_TE LEZEN FRAGMENT_.
▬▬▬▬▬▬▬▬▬▬

Daarnaast oordeelt de Hoge Raad dat er geen mogelijkheid is om een verplichting uit hoofde van het optierecht op de fiscale balans op te nemen. De Hoge Raad concludeert dat de foutenleer, die is gebaseerd op het beginsel van de balanscontinuïteit, niet van toepassing is in deze situatie. De Hoge Raad verwerpt uiteindelijk het beroep van belanghebbende en acht geen termen aanwezig voor een veroordeling in de proceskosten.

Uitspraak

Hoge Raad der Nederlanden
D e r d e K a m e r
Nr. 35074
21 februari 2001
JMH
Arrest
gewezen op het beroep in cassatie van N.V. X te Z tegen de uitspraak van het Gerechtshof te Amsterdam van 16 december 1998, nr. P97/21763, betreffende na te melden aanslag in de vennootschapsbelasting.
1. Aanslag, bezwaar en geding voor het Hof
Aan belanghebbende is voor het jaar 1992 een aanslag in de vennootschapsbelasting opgelegd naar een belastbaar bedrag van ƒ 1.553.740, welke aanslag, na daartegen gemaakt bezwaar, bij uitspraak van de Inspecteur is gehandhaafd.

▬▬▬▬▬▬▬▬▬▬

_RECORDS UIT DATASET_.
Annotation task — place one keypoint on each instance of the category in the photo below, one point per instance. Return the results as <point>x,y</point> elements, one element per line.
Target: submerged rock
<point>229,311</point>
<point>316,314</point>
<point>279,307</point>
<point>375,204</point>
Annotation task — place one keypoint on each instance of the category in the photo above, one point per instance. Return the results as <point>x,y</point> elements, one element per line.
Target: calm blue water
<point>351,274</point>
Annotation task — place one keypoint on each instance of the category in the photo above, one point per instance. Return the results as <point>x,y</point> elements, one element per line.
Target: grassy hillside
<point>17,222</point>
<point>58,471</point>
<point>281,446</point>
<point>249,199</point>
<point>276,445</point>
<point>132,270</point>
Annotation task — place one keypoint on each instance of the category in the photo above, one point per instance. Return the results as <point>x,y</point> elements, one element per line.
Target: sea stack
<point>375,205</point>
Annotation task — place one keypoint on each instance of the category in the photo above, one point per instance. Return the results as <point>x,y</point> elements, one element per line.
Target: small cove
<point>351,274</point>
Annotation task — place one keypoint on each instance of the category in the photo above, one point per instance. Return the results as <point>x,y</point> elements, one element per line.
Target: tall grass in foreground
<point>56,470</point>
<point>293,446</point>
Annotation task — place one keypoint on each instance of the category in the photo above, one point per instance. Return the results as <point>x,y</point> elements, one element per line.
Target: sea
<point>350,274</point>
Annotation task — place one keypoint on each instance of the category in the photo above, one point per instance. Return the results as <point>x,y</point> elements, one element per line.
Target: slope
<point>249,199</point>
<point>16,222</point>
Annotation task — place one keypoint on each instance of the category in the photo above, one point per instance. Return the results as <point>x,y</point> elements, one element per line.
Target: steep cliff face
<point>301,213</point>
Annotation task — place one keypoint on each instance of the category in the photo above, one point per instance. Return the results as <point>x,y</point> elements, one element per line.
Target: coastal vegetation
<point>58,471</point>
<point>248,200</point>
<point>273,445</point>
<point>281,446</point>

▬▬▬▬▬▬▬▬▬▬

_OPDRACHTEN_.
1 > Naar welk belastbaar bedrag werd de aanslag in de vennootschapsbelasting voor 1992 opgelegd, volgens het fragment over het arrest van de Hoge Raad?
2 > Geef uit het fragment over het arrest van de Hoge Raad de passage letterlijk weer, beginnend bij "Hoge Raad der" en eindigend bij "in de vennootschapsbelasting.".
3 > Schrijf het fragment over het arrest van de Hoge Raad verder, aansluitend op de laatste zin.

_JOUW ANTWOORDEN_.
1 > Naar een belastbaar bedrag van ƒ 1.553.740.

2 >
Hoge Raad der Nederlanden
D e r d e K a m e r
Nr. 35074
21 februari 2001
JMH
Arrest
gewezen op het beroep in cassatie van N.V. X te Z tegen de uitspraak van het Gerechtshof te Amsterdam van 16 december 1998, nr. P97/21763, betreffende na te melden aanslag in de vennootschapsbelasting.

3 >
Belanghebbende is tegen die uitspraak in beroep gekomen bij het Hof, dat het beroep ongegrond heeft verklaard en de uitspraak van de Inspecteur heeft bevestigd. De uitspraak van het Hof is aan dit arrest gehecht.
2. Geding in cassatie
Belanghebbende heeft tegen 's Hofs uitspraak beroep in cassatie ingesteld. Het beroepschrift in cassatie is aan dit arrest gehecht en maakt daarvan deel uit.
De Staatssecretaris van Financiën heeft bij vertoogschrift het cassatieberoep bestreden.
3. Beoordeling van de middelen
3.1. Het Hof heeft onder verwijzing naar het arrest van de Hoge Raad van 16 oktober 1996, nr. 31589, BNB 1997/47, geoordeeld dat tot de ondernemingskosten slechts kan worden gerekend de waarde van de aan de werknemers toegekende optierechten ten tijde van de toekenning. Dat oordeel is juist. De houder van een optie op aandelen in de vennootschap die het optierecht heeft verleend, staat tot die vennootschap in een rechtsbetrekking die zodanig overeenkomt met die van aandeelhouder dat alle transacties tussen hem en die vennootschap op gelijke voet als geldt voor de aandeelhouder buiten de winstsfeer worden afgewikkeld. Het waardeverloop van de optie heeft derhalve geen invloed op het fiscale resultaat. Het eerste middel faalt.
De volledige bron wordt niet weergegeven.